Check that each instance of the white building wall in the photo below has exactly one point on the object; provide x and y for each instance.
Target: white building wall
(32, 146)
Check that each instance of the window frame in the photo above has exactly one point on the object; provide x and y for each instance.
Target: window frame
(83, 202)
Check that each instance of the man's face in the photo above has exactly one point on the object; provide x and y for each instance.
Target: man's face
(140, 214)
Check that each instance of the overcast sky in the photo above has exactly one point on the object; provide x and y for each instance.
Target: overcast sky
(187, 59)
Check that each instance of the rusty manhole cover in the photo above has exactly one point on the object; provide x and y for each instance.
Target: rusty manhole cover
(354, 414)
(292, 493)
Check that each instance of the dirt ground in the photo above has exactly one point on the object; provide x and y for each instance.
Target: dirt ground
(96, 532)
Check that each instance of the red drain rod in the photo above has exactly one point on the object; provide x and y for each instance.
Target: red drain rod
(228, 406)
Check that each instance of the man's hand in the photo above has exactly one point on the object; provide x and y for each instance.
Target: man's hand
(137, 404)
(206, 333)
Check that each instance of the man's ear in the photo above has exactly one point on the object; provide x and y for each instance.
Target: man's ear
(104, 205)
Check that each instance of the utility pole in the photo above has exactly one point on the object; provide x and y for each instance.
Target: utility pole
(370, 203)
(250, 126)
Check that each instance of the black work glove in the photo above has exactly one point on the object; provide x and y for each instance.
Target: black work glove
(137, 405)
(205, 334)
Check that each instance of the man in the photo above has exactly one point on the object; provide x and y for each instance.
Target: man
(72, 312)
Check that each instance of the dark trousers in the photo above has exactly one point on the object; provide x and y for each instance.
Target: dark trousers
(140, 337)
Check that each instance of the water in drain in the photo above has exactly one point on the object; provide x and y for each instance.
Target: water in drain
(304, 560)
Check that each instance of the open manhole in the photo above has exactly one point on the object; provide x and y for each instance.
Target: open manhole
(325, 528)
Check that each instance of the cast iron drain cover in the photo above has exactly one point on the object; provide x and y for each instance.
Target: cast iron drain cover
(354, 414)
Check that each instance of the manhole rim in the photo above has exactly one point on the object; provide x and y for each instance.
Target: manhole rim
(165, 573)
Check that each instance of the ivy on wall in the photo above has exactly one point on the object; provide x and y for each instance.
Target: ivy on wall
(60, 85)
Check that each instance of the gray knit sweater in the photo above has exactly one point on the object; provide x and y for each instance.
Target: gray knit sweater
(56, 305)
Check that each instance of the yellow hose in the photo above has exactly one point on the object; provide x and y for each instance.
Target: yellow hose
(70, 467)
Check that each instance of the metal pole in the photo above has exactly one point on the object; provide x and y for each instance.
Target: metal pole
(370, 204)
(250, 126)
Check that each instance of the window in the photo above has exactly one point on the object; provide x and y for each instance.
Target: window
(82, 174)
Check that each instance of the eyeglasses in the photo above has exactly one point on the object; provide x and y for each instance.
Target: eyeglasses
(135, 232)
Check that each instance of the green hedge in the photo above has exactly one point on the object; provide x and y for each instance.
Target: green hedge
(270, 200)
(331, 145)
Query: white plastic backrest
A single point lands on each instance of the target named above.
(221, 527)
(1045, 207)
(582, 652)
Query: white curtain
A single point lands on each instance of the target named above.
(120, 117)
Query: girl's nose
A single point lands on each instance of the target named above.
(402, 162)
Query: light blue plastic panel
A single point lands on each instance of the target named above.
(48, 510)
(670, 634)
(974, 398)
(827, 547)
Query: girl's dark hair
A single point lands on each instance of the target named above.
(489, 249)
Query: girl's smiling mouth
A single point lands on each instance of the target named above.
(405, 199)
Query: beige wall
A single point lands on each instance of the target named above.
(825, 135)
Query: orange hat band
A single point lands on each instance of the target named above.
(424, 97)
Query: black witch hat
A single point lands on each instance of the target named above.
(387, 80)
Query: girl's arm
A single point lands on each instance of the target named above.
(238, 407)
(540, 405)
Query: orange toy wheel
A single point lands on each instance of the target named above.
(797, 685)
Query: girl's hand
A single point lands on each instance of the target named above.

▶ [Task objective]:
Give every line of the material that includes the string "Query".

▶ [Your solution]:
Query: white plastic backrest
Query: white curtain
Query: girl's nose
Query: light blue plastic panel
Query: girl's dark hair
Query: girl's smiling mouth
Query: beige wall
Query: orange hat band
Query: black witch hat
Query: girl's arm
Query: orange toy wheel
Query: girl's hand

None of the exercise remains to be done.